» **WHAT TO PRODUCE**
Which of the lines below include the word "wooden"? Pull each one out.

» **RECORD SET**
* * *
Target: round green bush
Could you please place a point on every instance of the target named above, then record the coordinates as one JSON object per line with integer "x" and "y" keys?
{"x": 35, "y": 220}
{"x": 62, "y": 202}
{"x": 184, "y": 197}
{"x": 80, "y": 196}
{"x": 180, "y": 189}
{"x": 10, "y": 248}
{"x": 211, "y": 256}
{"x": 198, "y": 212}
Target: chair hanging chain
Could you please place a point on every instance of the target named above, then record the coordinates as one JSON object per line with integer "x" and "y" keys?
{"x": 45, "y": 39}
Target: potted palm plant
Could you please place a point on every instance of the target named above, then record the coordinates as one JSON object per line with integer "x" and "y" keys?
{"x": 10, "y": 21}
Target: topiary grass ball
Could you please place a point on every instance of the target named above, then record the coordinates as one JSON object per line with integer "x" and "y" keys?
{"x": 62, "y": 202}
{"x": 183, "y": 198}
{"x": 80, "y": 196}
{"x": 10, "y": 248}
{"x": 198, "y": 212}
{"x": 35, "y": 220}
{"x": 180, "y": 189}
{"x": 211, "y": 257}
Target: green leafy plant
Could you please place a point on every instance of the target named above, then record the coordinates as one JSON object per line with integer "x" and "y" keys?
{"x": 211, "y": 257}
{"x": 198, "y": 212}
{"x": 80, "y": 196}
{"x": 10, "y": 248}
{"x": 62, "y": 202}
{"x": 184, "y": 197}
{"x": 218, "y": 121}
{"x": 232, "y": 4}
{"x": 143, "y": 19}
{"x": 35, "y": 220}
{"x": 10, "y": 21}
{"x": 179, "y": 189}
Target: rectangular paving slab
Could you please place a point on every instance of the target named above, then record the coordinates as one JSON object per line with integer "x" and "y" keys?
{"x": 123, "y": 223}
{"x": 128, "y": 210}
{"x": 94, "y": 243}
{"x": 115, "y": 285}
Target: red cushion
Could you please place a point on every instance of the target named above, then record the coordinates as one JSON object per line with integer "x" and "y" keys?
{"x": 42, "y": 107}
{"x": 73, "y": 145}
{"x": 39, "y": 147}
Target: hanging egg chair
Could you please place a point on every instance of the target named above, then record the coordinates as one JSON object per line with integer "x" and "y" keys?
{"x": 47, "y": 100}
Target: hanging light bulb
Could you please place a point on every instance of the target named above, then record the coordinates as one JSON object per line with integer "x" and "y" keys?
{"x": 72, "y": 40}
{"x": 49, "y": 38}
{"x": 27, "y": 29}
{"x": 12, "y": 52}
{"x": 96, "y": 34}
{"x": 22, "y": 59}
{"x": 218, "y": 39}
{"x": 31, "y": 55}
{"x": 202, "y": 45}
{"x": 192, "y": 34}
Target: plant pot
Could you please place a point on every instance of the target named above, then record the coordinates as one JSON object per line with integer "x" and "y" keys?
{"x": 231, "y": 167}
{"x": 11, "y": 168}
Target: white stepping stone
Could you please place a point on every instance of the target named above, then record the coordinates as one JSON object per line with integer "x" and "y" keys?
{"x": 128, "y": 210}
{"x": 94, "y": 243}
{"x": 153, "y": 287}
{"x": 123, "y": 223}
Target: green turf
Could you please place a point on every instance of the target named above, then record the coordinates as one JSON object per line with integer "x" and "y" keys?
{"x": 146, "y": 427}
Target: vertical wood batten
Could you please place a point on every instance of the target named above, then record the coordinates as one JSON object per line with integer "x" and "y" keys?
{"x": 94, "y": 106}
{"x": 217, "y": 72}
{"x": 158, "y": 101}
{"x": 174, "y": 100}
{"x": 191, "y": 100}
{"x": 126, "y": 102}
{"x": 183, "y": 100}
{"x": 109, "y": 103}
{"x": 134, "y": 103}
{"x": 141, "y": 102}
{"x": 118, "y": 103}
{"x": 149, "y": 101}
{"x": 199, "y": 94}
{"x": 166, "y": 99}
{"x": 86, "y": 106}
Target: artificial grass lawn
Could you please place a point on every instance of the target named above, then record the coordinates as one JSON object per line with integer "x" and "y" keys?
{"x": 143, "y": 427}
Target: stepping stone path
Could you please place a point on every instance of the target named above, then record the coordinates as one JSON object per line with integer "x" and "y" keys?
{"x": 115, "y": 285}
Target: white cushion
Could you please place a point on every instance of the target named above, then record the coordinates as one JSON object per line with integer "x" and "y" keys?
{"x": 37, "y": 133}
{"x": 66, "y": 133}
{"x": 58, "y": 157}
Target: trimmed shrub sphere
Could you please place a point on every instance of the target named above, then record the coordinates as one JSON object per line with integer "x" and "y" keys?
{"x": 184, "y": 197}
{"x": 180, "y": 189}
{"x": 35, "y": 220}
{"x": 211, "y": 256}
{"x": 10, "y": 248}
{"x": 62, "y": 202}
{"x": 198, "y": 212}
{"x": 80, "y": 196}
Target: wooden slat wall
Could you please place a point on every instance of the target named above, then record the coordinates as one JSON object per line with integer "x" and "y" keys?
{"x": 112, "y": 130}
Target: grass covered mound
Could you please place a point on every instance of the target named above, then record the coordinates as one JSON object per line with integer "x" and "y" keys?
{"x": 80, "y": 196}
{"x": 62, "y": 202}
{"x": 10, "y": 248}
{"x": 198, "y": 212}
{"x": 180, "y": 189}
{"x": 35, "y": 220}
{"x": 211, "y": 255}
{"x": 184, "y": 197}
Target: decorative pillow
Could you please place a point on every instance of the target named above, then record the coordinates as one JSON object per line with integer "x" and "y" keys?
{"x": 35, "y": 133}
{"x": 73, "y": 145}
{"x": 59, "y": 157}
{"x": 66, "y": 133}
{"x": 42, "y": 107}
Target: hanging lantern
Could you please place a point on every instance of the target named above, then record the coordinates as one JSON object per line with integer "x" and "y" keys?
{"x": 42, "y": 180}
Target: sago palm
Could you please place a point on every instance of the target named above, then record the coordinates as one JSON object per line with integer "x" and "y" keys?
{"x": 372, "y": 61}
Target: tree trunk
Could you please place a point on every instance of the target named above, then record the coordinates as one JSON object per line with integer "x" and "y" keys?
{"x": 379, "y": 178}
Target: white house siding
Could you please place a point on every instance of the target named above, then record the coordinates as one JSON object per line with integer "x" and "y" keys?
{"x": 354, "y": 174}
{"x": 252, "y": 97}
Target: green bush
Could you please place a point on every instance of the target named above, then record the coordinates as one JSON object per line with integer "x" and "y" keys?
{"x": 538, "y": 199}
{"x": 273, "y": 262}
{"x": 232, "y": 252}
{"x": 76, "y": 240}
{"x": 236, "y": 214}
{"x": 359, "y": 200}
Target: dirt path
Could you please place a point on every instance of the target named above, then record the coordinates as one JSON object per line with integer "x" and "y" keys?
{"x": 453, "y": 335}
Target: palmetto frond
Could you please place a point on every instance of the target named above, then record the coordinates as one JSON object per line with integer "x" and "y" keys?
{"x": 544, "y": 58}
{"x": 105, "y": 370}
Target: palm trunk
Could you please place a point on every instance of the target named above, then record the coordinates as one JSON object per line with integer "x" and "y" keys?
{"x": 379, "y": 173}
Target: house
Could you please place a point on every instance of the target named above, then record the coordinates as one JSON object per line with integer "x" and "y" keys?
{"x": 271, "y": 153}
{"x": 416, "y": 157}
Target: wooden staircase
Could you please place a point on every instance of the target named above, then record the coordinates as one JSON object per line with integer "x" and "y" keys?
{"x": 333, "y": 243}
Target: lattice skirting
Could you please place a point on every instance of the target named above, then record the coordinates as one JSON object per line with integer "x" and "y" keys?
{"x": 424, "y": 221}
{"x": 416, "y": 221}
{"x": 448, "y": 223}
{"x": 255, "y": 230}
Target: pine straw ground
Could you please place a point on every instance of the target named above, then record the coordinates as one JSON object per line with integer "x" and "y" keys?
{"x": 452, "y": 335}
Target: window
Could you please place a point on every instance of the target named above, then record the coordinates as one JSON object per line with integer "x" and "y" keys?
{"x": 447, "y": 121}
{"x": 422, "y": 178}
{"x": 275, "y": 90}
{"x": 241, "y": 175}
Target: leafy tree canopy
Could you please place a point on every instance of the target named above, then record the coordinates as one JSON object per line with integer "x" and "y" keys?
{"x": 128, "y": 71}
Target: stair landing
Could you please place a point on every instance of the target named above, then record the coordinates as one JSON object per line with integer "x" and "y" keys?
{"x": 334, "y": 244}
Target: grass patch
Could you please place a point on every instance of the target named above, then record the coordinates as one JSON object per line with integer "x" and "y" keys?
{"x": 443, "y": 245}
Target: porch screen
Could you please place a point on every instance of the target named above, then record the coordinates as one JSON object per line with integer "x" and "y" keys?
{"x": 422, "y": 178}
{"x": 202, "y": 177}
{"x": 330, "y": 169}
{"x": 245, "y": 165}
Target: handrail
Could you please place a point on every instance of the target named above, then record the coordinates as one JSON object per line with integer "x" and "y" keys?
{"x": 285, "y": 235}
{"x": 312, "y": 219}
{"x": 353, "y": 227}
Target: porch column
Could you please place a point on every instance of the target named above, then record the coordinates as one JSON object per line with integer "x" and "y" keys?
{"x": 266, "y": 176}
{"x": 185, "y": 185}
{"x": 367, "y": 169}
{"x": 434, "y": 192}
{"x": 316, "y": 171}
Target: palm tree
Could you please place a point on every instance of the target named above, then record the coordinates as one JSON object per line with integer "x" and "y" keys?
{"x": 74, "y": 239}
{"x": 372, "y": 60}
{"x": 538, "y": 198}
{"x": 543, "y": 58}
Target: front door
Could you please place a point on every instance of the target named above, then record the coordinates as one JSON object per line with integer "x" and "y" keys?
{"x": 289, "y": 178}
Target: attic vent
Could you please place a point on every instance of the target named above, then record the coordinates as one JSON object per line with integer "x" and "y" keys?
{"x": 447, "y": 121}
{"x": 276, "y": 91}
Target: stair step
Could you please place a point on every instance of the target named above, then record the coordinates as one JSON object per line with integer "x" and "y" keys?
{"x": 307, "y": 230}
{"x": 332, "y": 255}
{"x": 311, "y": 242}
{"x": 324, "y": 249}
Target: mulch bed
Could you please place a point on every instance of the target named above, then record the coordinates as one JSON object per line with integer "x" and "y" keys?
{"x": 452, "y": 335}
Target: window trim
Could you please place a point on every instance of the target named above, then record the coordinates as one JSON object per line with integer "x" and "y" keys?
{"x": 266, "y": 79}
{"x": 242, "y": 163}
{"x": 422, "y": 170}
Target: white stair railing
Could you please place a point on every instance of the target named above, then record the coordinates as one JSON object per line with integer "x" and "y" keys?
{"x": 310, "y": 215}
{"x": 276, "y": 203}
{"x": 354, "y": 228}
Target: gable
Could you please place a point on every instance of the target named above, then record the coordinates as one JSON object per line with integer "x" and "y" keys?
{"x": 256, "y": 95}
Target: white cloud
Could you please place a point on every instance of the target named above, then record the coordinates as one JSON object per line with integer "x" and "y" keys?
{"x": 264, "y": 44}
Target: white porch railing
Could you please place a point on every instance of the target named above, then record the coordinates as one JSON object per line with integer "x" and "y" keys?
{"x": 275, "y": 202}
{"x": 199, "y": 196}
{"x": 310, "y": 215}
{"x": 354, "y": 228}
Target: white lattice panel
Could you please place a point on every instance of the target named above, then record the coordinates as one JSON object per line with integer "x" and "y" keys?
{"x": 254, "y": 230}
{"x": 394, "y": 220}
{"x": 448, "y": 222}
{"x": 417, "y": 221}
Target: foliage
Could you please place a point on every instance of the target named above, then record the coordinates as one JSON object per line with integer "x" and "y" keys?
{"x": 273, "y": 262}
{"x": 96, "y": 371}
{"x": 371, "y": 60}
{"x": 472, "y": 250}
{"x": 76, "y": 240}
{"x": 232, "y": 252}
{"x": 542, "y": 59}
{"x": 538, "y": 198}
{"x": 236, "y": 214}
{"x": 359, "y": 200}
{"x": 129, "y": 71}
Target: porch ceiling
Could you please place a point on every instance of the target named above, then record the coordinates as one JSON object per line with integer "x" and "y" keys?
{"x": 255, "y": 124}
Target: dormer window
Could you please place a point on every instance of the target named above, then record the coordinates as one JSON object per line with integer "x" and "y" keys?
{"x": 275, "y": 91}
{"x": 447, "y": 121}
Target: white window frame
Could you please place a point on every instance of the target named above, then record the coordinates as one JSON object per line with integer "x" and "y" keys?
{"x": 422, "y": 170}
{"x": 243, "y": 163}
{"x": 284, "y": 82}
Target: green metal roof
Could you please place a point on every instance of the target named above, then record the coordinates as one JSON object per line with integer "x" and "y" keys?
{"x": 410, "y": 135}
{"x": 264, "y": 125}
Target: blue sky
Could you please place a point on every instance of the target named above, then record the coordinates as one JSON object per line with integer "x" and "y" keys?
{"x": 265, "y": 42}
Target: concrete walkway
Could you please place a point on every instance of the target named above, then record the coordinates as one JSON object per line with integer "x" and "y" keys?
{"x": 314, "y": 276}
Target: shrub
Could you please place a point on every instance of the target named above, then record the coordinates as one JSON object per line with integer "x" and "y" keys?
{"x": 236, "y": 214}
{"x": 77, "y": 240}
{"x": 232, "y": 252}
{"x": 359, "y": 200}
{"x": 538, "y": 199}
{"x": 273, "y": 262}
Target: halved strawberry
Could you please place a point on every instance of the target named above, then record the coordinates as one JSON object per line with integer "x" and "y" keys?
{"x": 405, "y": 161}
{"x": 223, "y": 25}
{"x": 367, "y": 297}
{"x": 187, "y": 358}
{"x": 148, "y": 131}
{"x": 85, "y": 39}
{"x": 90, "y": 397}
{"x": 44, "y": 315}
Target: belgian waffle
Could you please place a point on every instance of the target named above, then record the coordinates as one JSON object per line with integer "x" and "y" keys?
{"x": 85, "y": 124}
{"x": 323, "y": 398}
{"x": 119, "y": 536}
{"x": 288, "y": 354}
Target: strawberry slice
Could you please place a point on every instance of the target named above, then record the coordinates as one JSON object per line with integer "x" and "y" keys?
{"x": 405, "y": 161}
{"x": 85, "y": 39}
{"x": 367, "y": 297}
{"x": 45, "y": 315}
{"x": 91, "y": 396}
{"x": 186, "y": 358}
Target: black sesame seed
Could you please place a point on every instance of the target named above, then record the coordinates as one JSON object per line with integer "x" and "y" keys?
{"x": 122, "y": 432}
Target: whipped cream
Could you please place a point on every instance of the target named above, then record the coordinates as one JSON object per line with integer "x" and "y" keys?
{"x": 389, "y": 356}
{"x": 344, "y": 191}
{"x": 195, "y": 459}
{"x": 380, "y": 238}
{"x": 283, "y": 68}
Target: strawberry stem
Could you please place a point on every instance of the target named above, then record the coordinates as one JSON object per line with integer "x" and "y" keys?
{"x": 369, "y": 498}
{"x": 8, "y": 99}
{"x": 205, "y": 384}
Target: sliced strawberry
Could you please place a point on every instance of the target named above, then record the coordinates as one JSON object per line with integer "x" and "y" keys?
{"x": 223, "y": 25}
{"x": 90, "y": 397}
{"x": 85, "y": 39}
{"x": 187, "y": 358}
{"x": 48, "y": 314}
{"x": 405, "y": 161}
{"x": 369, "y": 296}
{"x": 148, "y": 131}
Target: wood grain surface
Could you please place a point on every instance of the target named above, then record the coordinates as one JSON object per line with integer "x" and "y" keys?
* * *
» **WRITTEN REPLY**
Target: wooden slat wall
Target: wooden staircase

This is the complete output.